§ **What the task asks**
Write out, please, the line containing "Where can the potted" together with all lines after it, up to and including the last one, with no other output.

§ **Provided records**
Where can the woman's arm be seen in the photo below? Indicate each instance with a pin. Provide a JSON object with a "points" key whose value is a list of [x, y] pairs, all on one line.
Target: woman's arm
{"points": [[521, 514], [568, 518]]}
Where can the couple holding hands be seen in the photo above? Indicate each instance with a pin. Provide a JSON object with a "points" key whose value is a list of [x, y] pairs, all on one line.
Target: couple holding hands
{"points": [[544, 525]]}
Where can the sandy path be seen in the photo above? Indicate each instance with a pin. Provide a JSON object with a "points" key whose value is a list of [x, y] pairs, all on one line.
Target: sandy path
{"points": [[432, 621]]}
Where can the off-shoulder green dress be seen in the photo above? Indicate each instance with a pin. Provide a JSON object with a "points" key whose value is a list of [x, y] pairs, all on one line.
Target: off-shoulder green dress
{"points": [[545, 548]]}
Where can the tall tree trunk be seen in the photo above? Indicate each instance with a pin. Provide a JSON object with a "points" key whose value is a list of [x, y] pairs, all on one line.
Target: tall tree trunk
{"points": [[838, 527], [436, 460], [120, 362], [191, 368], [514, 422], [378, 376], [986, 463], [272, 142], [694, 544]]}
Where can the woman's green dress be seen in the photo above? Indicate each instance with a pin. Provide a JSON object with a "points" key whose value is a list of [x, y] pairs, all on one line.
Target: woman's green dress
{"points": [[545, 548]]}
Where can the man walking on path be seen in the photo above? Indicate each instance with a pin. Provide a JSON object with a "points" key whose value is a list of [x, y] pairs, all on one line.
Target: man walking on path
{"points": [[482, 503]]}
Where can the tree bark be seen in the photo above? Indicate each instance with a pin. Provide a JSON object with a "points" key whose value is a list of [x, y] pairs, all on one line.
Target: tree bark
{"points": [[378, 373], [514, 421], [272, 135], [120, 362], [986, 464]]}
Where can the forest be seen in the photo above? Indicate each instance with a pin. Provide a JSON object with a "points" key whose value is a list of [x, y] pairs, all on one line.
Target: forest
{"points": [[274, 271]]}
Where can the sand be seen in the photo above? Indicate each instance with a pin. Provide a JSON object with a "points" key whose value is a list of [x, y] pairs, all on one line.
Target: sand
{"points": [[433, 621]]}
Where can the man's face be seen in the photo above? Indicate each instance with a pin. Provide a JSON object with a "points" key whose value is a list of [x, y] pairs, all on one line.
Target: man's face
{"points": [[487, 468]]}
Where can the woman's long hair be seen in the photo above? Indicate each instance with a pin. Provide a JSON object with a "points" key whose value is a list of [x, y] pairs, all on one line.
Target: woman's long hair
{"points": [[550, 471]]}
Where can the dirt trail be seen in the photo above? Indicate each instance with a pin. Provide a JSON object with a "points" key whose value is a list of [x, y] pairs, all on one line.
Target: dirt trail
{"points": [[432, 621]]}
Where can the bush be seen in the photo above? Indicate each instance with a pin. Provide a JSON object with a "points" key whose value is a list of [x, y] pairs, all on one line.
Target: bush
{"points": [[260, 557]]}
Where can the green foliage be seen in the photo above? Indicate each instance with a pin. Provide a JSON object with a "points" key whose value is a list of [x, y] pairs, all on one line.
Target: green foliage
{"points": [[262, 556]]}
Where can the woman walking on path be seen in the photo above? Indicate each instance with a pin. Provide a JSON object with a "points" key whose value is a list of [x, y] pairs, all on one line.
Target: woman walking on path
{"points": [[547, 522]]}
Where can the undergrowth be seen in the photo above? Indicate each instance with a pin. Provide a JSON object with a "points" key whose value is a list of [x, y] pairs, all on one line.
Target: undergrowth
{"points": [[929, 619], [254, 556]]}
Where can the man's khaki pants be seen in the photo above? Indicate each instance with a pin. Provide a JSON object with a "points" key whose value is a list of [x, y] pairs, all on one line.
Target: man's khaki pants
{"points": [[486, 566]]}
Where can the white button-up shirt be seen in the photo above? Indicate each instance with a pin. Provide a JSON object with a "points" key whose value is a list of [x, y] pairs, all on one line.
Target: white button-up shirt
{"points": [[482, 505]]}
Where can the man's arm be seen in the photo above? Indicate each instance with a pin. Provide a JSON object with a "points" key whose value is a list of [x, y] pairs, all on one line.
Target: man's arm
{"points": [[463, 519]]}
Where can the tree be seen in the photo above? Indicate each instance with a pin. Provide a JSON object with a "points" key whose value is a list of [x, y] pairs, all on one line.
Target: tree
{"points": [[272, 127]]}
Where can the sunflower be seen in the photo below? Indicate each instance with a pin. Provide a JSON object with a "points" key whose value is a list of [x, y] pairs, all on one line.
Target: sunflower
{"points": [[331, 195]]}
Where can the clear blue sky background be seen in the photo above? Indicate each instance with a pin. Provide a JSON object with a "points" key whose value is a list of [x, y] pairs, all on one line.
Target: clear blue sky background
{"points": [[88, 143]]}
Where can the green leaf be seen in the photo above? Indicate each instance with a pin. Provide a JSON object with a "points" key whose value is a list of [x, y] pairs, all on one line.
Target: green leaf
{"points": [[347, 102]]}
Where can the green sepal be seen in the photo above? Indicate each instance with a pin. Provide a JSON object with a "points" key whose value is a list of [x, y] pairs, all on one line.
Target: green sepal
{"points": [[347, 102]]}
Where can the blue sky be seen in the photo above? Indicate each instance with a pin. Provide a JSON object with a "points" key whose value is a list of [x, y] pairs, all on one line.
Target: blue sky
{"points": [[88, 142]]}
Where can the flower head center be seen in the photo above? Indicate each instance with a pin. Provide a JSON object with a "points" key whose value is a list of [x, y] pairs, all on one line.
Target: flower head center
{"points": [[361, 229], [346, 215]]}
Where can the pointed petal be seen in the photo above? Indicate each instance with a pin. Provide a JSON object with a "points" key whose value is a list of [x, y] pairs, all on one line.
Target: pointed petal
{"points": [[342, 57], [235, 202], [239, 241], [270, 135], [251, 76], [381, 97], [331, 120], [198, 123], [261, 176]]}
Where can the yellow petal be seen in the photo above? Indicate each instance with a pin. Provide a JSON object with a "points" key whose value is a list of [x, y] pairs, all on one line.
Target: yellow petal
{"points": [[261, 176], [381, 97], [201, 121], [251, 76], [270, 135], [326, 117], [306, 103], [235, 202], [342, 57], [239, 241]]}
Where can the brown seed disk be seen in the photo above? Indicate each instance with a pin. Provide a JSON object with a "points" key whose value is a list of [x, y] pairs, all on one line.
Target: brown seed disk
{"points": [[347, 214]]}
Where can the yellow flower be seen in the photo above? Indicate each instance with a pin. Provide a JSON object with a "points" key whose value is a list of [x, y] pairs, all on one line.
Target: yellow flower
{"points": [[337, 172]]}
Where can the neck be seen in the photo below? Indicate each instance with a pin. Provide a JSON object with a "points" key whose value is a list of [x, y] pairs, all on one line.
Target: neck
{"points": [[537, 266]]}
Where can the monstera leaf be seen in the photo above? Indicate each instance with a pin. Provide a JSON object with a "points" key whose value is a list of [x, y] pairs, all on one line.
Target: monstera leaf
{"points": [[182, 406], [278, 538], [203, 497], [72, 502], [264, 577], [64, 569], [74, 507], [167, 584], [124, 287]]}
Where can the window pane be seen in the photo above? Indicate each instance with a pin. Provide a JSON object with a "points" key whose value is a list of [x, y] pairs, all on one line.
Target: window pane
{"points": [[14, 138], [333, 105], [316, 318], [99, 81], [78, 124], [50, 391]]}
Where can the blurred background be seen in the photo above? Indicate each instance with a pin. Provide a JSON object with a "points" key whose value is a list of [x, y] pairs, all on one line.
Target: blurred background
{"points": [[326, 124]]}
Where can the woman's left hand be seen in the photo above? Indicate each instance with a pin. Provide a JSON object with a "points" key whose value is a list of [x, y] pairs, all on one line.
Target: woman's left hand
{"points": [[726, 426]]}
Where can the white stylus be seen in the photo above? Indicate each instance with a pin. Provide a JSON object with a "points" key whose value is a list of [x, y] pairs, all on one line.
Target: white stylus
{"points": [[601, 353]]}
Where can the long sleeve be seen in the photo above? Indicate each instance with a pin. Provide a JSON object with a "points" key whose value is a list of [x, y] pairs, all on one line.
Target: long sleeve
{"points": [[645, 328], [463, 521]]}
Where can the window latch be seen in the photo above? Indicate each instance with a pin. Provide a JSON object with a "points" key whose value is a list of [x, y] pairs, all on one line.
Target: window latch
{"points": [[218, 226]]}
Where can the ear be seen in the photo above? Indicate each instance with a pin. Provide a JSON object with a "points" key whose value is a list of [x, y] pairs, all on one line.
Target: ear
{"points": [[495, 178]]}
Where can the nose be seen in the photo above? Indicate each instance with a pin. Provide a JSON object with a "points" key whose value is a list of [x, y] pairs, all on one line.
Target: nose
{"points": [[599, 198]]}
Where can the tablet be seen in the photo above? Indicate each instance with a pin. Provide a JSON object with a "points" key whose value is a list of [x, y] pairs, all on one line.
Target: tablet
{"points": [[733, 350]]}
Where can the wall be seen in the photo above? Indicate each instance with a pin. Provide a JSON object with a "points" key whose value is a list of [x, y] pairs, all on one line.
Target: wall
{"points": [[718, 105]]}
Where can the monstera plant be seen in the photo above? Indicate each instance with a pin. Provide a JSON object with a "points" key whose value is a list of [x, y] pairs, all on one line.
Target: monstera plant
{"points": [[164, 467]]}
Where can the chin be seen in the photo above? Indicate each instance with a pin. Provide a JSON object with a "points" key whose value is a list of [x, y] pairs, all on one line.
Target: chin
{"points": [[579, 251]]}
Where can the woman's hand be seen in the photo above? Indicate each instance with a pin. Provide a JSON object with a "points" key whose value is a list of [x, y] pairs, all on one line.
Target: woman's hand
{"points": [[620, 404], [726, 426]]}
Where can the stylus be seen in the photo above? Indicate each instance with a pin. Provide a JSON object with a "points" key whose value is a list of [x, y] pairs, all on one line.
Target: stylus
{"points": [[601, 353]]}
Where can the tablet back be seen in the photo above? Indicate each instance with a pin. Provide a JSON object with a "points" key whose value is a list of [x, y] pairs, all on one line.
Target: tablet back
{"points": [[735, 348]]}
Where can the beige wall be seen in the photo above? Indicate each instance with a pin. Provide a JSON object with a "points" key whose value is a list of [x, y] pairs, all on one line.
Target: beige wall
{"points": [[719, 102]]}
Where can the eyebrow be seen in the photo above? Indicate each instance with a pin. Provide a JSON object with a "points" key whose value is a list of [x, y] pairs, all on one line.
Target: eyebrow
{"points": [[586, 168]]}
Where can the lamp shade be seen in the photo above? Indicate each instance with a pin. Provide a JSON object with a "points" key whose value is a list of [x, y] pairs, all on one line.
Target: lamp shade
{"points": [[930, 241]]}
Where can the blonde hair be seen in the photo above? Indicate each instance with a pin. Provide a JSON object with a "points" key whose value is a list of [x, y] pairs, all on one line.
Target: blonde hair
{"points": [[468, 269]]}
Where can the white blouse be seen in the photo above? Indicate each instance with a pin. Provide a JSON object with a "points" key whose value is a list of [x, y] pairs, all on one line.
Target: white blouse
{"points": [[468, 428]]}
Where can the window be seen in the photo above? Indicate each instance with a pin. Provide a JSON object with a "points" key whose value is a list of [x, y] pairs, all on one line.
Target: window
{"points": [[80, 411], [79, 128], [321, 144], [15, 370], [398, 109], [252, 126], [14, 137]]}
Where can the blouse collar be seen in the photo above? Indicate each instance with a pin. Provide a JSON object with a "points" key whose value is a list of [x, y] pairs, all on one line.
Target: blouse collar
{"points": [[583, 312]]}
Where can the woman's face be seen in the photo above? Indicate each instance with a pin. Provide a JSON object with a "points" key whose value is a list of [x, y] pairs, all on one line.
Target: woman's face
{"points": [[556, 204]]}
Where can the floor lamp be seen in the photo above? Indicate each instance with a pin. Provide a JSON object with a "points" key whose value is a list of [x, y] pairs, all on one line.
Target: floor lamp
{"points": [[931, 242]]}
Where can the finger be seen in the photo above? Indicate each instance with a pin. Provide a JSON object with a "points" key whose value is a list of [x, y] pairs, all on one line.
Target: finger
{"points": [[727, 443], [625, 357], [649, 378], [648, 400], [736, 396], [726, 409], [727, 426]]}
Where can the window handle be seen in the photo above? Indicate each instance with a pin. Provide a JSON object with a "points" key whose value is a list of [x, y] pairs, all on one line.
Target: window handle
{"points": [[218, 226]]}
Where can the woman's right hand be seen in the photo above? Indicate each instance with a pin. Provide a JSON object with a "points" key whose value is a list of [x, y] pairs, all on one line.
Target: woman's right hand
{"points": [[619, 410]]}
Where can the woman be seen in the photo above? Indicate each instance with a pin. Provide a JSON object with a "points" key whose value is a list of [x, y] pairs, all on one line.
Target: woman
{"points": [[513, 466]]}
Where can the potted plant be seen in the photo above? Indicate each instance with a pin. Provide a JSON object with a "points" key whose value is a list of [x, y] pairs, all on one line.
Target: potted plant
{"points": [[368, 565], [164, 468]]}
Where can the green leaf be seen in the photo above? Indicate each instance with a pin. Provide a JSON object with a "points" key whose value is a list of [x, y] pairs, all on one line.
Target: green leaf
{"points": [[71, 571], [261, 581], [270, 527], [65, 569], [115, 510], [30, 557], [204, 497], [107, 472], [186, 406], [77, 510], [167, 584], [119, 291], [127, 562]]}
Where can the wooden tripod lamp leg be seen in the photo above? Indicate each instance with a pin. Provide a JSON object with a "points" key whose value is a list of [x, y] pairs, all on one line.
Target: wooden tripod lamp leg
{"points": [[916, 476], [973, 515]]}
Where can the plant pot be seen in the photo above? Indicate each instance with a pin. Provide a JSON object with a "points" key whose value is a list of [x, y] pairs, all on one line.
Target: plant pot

§ **Answer in full**
Where can the potted plant be seen in the photo above? Indicate each instance with a pin. Provide a JSON object with a "points" key whose value is a list of [x, y] pairs, all on one line.
Target: potted plant
{"points": [[368, 565], [164, 468]]}
Where can the green leaf be seen in the photo above? Indicate each instance with a pin. Provide a JSON object with a "points" key whose value is a list of [x, y] pairs, all on one line.
Target: green leaf
{"points": [[71, 571], [261, 581], [270, 527], [65, 569], [115, 510], [30, 557], [204, 497], [107, 472], [186, 406], [77, 510], [167, 584], [119, 291], [127, 562]]}
Where can the wooden tripod lamp leg be seen in the photo above? Indicate each instance with a pin. Provide a JSON object with a "points" key whose value is a list of [x, y] pairs, all on one line.
Target: wooden tripod lamp leg
{"points": [[916, 476], [973, 515]]}
Where can the plant pot be seen in the photo above? Indicate each instance with a pin. Provide a JSON object with a "points" key whose value is a list of [x, y] pairs, all on one line.
Target: plant pot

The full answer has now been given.